#### TEXTE EXTRAIT:
↓

Ces figures oubliées permettent surtout à Fincher de pointer dans son film tout ce que cache le système Hollywoodien aujourd’hui idolâtré et aimé. Shelly Metcalf est instrumentalisé pour faire perdre un candidat démocrate, il devient le seul coupable et représente cette face cachée d’un Hollywood prétendant faire des films apolitiques mais qui ne faisait que véhiculer un propos républicain et conservateur. C’est la MGM et sa figure de proue L. B. Mayer qui est l’une des idoles les plus directement critiquée. Présenté d’abord en dandy sur un tournage puis en homme violent, il est à l’image des films de son studio – qui a fini par s’élever et est resté dans les mémoires pour ses comédies musicales qui promulguaient derrière leurs immenses numéros un rêve américain absolu et soi-disant accessible, un mythe du self made man. Ce n’est qu’un être bruyant, un être de spectacle, une image qui cache tout un propos bien plus insidieux. Il montre la contradiction terrifiante d’un système qui n’a pas hésité à tourner des spots télé pour saboter un politicien mais qui devient soudainement frileux à l’idée de produire un film, Citizen Kane, qui critique très directement William Randolph Hearst, un magnat de la presse. David Fincher, pour appuyer tout son propos sur la face caché du système, utilise de façon absolument remarquable l’esthétique de l’époque, notamment et surtout celle des films noirs qui jouaient sur le contraste de lumières et d’obscurités. Les zones d’ombres et de clartés scindent l’espace et les personnages sont souvent coincés dans la pénombre, obscurcis par la blancheur aveuglante des flashes et des projecteurs d’Hollywood.

↑

#### CONSIGNE:
Rédigez la suite de l'analyse du film de David Fincher sur Hollywood en reprenant après sa dernière phrase.

(Exemples de détection)

↓

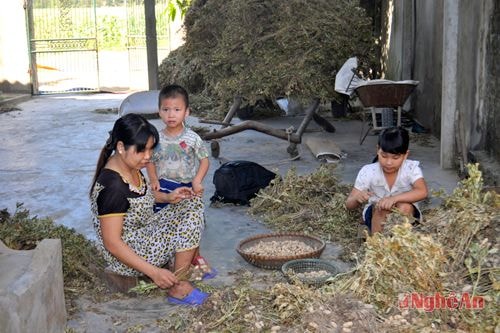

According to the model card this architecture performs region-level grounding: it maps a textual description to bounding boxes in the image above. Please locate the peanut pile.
[244,240,315,257]
[295,270,330,280]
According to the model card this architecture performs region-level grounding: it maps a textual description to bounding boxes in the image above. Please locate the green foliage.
[160,0,378,113]
[0,204,104,289]
[165,0,191,22]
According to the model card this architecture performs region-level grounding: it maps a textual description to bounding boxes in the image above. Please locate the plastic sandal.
[167,288,209,306]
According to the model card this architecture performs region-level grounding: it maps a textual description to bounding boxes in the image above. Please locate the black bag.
[210,161,276,205]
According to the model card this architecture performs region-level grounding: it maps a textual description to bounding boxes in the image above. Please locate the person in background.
[345,127,428,234]
[146,85,217,279]
[90,114,208,305]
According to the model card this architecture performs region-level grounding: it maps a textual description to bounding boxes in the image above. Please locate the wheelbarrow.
[354,80,419,145]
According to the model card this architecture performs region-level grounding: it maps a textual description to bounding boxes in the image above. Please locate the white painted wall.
[0,0,31,92]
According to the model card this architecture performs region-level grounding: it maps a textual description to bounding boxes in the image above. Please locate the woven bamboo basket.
[236,233,326,269]
[281,259,340,287]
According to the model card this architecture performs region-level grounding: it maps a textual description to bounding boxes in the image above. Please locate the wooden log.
[222,96,242,128]
[201,120,301,143]
[201,98,319,144]
[199,119,233,127]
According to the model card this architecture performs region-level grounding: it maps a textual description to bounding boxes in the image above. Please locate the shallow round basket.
[236,233,326,269]
[281,259,340,287]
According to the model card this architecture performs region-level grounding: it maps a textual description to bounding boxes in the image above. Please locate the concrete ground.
[0,94,458,332]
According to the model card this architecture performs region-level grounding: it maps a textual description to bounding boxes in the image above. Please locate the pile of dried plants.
[159,0,380,119]
[248,164,361,250]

↑

#### CORRIGÉ:
En contraste, le personnage de Marion Davies représente, en tant qu’actrice, l’image qu’est Hollywood. Avec son blond platine, sa grande figure blanche, ses tenues pâles, elle est la lumière et elle ne s’habille d’ombres que lors de sa scène de flânerie avec Mank, peut-être le seul instant où elle cesse de n’être qu’une image pour se révéler paradoxalement par la nuit. La statue se fissure pour offrir une scène d’un romantisme saisissant et bouleversant où les êtres sont enfin liés par une sincérité qui disparaît ensuite. Marion Davies ne redevient qu’une poupée dans les scènes suivantes, qui ne fait que jouer, même dans la réalité et n’est une surface de pellicule. David Fincher, dans ce film, semble dans une recherche désespérée d’authenticité émotionnelle. Il y parvient à la toute fin, quand Orson Welles éclate de colère et que, juste après, Rita Alexander éclate de joie. La vérité du cinéma ce n’est que des figures égocentriques, torturés, alcooliques alors que l’honnêteté de la vraie vie ce sont les visages de l’espoir, de l’empathie et de l’amour. Pourtant, le miracle du mari de Rita qui a survécu ne peut exister qu’au cinéma. Mank est un film qui démontre le paradoxe d’un art dirigé par les apparences mais qui demeure capable de dévoiler des sentiments sublimes et humains. À nouveau, cette recherche désespérée du romantisme n’est pas nouvelle dans le cinéma du réalisateur qui n’a de cesse de présenter des figures en quête d’amour mais peinant à l’atteindre : Lisbeth dans Millenium, à cet égard, est peut-être la plus douloureuse dans ce romantisme espéré et déçu. Un lien avec le propos de Citizen Kane peut se faire ici. N’y a-t-il pas plus pur et authentique qu’une luge liée à l’enfant ? Tout comme Citizen Kane recherche l’insignifiant mais le plus beau dans la figure d’un milliardaire corrompu, David Fincher cherche la vérité et l’art dans une industrie régie par l’argent et, dès lors, viciée.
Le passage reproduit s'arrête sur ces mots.